## [Instructions to follow]
From the honey harvest account below, set down word for word the part that opens with the words containing "Thursday, July 21, 2011" and closes with "up is trouble.".

## [Passage to read]
──────────

Thursday, July 21, 2011
This field of winter cress came into bloom about two weeks before we started to harvest. It's several acres big and alive with bees. The day we took honey the bees were so concerned with flying here that they barely bothered us. A situation like this is called a honey run. July 2011 honey will contain winter cress, sumac, dandelion, fruit tree, catapula, basswood, and garden flowers. Since both bee yards have good access to Smith College there'll also be some gingko honey in there!
Priscilla gears up by clothes-pinning her pants shut. Beekeepers know something running down your legs is sweat, something running up is trouble.
Priscilla takes the first super of honey from me. A super is the box the bees put the honey in. A hive body is the box bees raise brood in. This box weighs about 40+ pounds. Note the lack of veils and gloves. The bees were really mellow throughout. We did put them on later but after disturbing all the hives in the yard the bees are bound to get a little testy.
Priscilla holds up a perfect frame of honey. This frame is so perfect we should have saved it for a county fair entry. That is what success looks like. A frame like this will only be drawn by a strong hive with good nectar foraging options.
Priscilla, Erin and I inspect a hive for removable frames with well-capped honey. Erin is our bee "intern". The relationship is pretty informal but Erin helps out around the bee yard learning about how to keep bees. She's a sustainable agriculture grad student at UMass and a Smith grad. She helped set up Smith College's community garden program. We're confident Erin will put her education to good use. She's super smart and fun to be around.
We use an herbal substance called Bee Quick to clear supers of bees. It was made by a company called Fisher's, and contains a blend of herbs that bees don't like to smell, so most move out of the super. It's sprayed on a board that is positioned above the hive and the bees just move down into the lower parts of the hive. A few stragglers are always left. Priscilla uses a leaf blower I had laying around to clear the rest of the bees off. It works amazingly well. The bees just get blown out of the top and don't even seem mad - maybe a bit confused. They just sail back to their hive. This is common practice but we had never used it before. I feel that it's less disruptive to the hive and way fewer bees are harmed than the older process where bees are brushed off each frame.

──────────

## [Stored dataset items]
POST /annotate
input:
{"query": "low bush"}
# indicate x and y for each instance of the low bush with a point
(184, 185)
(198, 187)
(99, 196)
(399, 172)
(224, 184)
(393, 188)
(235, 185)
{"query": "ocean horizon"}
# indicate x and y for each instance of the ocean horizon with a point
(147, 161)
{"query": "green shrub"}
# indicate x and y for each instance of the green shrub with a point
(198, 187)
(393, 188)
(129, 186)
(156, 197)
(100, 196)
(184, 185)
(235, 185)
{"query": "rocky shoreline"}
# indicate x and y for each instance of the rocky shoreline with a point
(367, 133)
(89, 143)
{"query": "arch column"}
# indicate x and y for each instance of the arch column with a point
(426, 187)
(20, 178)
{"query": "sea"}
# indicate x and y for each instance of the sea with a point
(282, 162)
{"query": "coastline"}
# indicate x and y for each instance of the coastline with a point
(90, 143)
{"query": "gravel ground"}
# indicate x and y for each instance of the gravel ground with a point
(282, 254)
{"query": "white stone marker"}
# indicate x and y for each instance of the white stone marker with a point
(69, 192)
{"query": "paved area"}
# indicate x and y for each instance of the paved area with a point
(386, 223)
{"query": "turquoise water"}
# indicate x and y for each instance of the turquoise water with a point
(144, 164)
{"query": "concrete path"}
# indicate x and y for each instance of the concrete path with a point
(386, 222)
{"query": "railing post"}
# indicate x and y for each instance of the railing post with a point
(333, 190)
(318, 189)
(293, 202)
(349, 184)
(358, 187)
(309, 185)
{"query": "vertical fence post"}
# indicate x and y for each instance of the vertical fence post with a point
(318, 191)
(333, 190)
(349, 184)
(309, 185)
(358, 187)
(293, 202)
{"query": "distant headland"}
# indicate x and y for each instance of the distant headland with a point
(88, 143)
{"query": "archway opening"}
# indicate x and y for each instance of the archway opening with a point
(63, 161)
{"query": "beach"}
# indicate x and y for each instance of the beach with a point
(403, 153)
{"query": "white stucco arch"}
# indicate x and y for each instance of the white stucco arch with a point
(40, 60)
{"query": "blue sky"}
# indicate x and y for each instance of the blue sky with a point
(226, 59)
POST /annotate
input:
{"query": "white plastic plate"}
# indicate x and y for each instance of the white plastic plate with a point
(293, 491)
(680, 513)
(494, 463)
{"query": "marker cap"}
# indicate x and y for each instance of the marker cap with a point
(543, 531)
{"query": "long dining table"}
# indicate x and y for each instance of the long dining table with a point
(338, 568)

──────────

## [Output for this exercise]
Thursday, July 21, 2011
This field of winter cress came into bloom about two weeks before we started to harvest. It's several acres big and alive with bees. The day we took honey the bees were so concerned with flying here that they barely bothered us. A situation like this is called a honey run. July 2011 honey will contain winter cress, sumac, dandelion, fruit tree, catapula, basswood, and garden flowers. Since both bee yards have good access to Smith College there'll also be some gingko honey in there!
Priscilla gears up by clothes-pinning her pants shut. Beekeepers know something running down your legs is sweat, something running up is trouble.